• Exercise passage:
Segment Open
The restriction on PrEP access is particularly troubling in regions where the HIV epidemic is most severe, such as sub-Saharan Africa. In these areas, young women account for a disproportionate number of new infections, but so do men who have sex with men (MSM) and transgender individuals—groups that are now explicitly excluded from PEPFAR-funded PrEP under this new policy. By denying these populations access to PrEP, the administration is actively allowing the HIV epidemic to spiral further out of control.
Research has continued to produce newer modalities of PrEP that are long-acting products, which create even more possibilities for people to protect themselves for up to six months per dose. One long-acting prevention tool, injectable lenacapavir, is currently under FDA review and could provide a valuable option for people who have trouble with daily pill-taking or fear the stigma that is sometimes associated with ARVs in their communities. With regulatory approval and WHO guidelines expected by the middle of the year, injectable lenacapavir provides the best chance to drive down the number of new infections. So stopping current PrEP programs makes seizing this new opportunity that much harder.
Segment Closed
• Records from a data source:
Segment Open
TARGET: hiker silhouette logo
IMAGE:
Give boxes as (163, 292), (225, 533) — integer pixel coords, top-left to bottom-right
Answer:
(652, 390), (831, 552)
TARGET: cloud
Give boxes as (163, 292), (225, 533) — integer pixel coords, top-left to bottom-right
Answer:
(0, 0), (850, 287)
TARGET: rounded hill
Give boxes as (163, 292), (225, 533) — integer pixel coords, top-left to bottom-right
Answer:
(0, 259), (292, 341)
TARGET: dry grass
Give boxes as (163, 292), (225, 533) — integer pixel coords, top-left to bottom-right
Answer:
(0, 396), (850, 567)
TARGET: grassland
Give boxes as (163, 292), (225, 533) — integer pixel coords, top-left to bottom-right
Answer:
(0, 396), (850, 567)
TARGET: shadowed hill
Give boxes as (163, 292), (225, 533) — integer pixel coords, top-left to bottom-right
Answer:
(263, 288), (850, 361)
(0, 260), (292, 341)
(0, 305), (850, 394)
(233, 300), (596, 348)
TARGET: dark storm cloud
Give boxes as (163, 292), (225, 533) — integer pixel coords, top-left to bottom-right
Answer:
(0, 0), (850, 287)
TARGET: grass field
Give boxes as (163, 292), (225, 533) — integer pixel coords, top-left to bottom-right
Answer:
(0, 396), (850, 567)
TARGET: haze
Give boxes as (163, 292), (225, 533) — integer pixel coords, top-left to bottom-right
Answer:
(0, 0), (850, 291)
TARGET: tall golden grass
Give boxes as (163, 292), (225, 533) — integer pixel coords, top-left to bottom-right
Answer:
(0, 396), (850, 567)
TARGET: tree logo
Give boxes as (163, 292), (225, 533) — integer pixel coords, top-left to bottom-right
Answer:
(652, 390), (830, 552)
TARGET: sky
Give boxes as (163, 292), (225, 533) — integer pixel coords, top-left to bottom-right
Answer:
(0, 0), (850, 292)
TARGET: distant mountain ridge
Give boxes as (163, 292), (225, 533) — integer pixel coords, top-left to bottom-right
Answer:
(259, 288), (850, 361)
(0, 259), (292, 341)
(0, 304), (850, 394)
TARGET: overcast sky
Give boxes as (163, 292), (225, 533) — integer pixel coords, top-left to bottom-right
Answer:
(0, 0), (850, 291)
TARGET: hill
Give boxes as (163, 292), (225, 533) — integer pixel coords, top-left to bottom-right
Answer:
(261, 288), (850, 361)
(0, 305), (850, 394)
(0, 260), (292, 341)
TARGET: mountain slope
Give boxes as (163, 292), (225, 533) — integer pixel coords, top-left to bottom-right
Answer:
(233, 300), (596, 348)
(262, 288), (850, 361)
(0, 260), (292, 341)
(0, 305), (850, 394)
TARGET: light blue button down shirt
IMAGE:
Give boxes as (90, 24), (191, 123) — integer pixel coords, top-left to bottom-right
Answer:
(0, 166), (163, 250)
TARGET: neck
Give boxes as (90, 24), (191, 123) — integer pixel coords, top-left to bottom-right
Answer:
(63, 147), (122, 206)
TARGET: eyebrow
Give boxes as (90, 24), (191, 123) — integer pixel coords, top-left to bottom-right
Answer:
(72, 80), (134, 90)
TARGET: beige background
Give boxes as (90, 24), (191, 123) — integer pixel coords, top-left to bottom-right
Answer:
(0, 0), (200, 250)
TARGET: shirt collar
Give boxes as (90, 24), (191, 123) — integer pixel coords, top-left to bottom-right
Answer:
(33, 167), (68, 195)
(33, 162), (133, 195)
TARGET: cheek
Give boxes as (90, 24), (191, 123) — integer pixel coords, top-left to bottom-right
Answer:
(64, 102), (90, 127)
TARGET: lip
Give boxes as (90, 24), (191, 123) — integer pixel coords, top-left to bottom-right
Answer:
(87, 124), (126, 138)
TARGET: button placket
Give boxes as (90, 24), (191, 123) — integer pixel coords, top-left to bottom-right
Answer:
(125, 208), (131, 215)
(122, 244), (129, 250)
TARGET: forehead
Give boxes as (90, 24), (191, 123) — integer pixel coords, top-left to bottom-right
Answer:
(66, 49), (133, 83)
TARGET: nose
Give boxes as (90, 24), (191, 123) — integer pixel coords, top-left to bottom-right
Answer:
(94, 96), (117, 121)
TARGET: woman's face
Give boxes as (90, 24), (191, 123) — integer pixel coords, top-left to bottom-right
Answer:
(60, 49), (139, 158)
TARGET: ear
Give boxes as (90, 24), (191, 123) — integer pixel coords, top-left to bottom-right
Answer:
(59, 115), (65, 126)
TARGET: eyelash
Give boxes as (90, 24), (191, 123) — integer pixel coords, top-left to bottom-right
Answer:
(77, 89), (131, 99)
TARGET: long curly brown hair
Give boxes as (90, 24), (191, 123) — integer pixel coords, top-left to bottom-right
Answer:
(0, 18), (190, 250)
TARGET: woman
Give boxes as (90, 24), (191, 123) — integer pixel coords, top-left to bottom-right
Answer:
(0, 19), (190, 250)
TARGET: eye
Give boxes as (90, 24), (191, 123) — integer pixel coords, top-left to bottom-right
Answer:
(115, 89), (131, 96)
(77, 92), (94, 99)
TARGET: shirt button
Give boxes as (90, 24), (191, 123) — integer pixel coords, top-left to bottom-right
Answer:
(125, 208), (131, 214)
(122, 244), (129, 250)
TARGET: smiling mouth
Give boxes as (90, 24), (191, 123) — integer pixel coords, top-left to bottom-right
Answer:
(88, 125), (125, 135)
Segment Closed
• List of tasks:
1. Please sum up the passage on PrEP access in two sentences.
2. According to the passage on PrEP access, which long-acting prevention tool is currently under FDA review?
3. Carry on the passage on PrEP access from the point where it stops.
These records have no connection to the text on PrEP access.

• Solved tasks:
1. A new policy excludes men who have sex with men and transgender individuals from PEPFAR-funded PrEP, which is especially troubling in regions such as sub-Saharan Africa, where the HIV epidemic is most severe. Newer long-acting options such as injectable lenacapavir, now under FDA review, offer the best chance to drive down new infections, so stopping current PrEP programs makes seizing this opportunity harder.

2. Injectable lenacapavir.

3.
This decision appears to be less about public health and more about an ideological agenda that seeks to police morality rather than protect lives. The new Trump Administration, just weeks into its second term is demonstrating a careless pattern of undermining global health programs, including cutting funding for international health organizations that provided comprehensive sexual health services. This latest move is yet another example of the administration prioritizing conservative politics over the well-being of vulnerable populations.
By selectively restricting PrEP access to only pregnant and breastfeeding women, the administration is effectively signaling that only certain groups are deemed “worthy” of HIV prevention. This echoes the stigmatizing rhetoric that has long plagued HIV/AIDS policy, one that associates the disease with so-called “immoral” behavior and seeks to punish those who are at highest risk. Such policies not only fail to address the reality of the HIV epidemic but also reinforce dangerous stereotypes that fuel discrimination and stigma.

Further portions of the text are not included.